__Task goal__
Update the items below by replacing every "black riot helmet" with "white hard hat", keeping all other text the same. Leave the pictures out of your answer.

__Material for this exercise__

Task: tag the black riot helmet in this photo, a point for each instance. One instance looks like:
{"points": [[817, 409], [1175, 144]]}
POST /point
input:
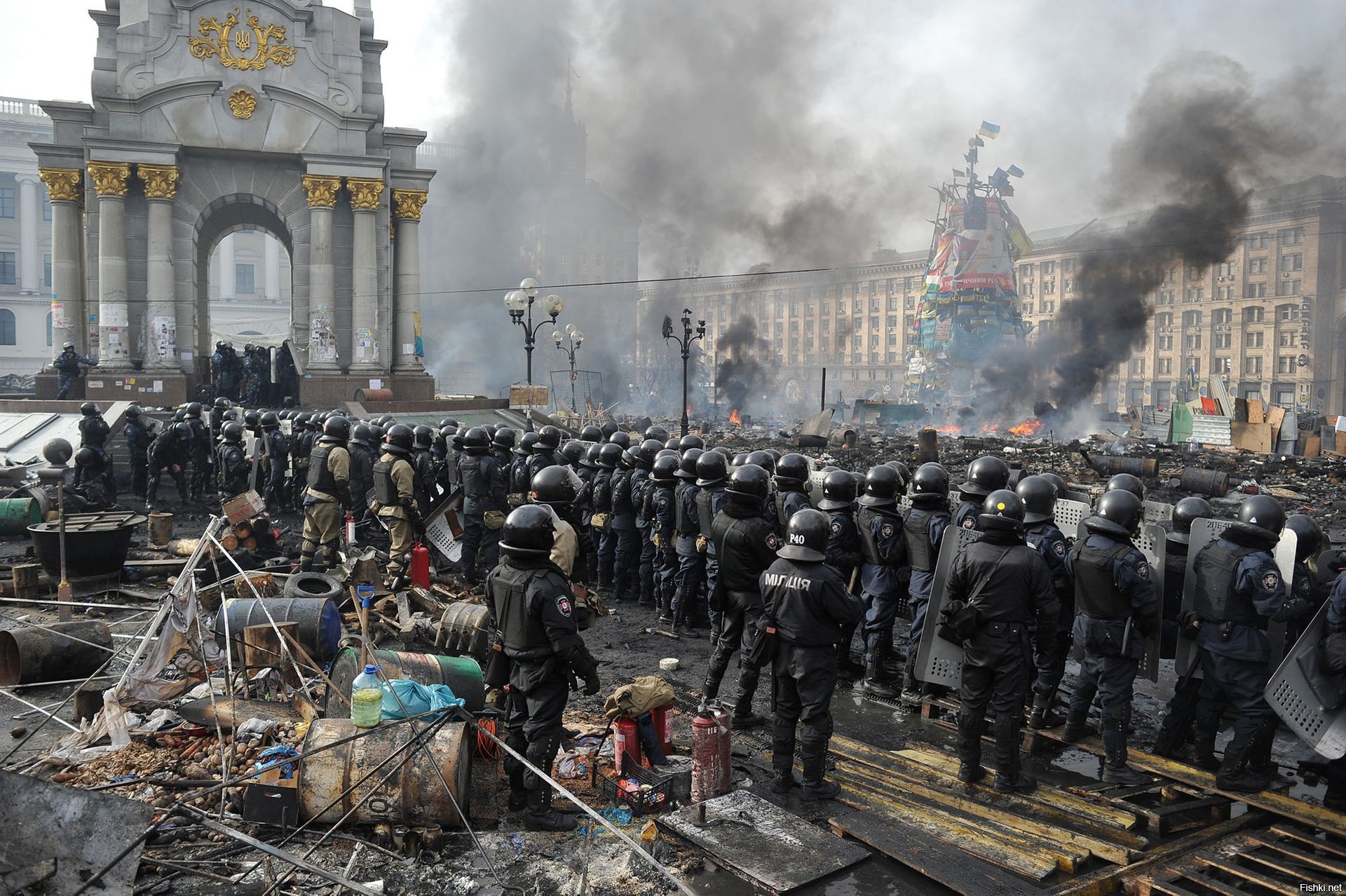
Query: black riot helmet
{"points": [[548, 439], [1127, 482], [573, 452], [691, 440], [336, 430], [1002, 510], [930, 486], [687, 467], [711, 470], [749, 483], [557, 486], [1040, 499], [528, 531], [665, 470], [881, 487], [1310, 536], [986, 474], [1263, 512], [1185, 513], [807, 536], [791, 471], [1122, 509], [838, 491], [609, 455], [400, 439]]}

__Response for this exercise__
Task: tag the white hard hat in this photo, a point for each instance. One instance looks like:
{"points": [[817, 409], [1175, 144]]}
POST /point
input:
Query: white hard hat
{"points": [[548, 439], [1127, 482], [573, 452], [691, 440], [336, 430], [1002, 510], [930, 486], [687, 467], [711, 470], [749, 483], [557, 486], [1040, 499], [528, 531], [665, 470], [881, 487], [1310, 536], [986, 474], [1263, 512], [1185, 513], [807, 536], [791, 471], [1122, 509], [838, 491], [609, 455], [400, 439]]}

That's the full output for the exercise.